» Passage given:
Re: Column names returned as rows and other jdbc weirdness --Solved

Alun ap Rhisiart Mon, 19 Apr 2021 03:09:19 -0700

Solved. It was indeed a driver issue. As per 
https://docs.databricks.com/data/data-sources/sql-databases.html 
<https://docs.databricks.com/data/data-sources/sql-databases.html> and 
https://stackoverflow.com/questions/52718788/how-to-read-data-from-mariadb-using-spark-java/53214165#53214165
 
<https://stackoverflow.com/questions/52718788/how-to-read-data-from-mariadb-using-spark-java/53214165#53214165>
 the url string needs to be ‘jdbc:mysql…’ not ‘jdbc:mariadb’, which is what our 
devops had set up. It reads just fine now.


Regards,

Alun ap Rhisiart

> On 16 Apr 2021, at 18:28, Alun ap Rhisiart <cod...@alunaprhisiart.uk> wrote:
> 
> Thanks, Mich, 
> 
> Yes, I’m coming to the conclusion that there is a driver issue. Our ops guy 
> is back next Monday, so I’ll see what he can do. I tried things like adding a 
> WHERE clause so that I was sure that the row received had no nulls, in case 
> that was the problem, but it was exactly the same.

» Dataset excerpts:
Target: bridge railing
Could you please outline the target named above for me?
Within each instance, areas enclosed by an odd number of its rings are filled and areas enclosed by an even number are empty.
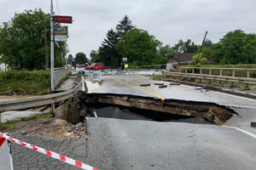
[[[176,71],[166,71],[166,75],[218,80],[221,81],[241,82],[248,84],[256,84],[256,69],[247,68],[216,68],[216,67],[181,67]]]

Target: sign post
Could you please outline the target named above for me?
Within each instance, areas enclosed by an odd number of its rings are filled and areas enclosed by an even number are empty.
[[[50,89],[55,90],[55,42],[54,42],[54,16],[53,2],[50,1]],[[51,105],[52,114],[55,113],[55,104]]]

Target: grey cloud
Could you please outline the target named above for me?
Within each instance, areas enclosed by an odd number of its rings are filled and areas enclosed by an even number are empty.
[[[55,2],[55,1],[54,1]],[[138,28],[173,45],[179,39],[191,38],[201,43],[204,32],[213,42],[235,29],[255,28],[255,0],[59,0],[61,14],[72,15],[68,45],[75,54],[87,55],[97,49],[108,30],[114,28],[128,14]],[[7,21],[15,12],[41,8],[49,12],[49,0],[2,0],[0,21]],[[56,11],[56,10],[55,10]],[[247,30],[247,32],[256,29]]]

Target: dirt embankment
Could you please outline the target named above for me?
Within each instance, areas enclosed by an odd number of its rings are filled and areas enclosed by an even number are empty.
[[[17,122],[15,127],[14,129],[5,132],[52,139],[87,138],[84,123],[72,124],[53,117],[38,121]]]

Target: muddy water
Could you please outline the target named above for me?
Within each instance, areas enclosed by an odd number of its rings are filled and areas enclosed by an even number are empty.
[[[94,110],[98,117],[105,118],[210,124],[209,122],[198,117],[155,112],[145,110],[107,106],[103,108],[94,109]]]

» Given request: According to the forum reply about the JDBC column-name problem, what must the URL string start with instead of "jdbc:mariadb"?

» Reply to the task: jdbc:mysql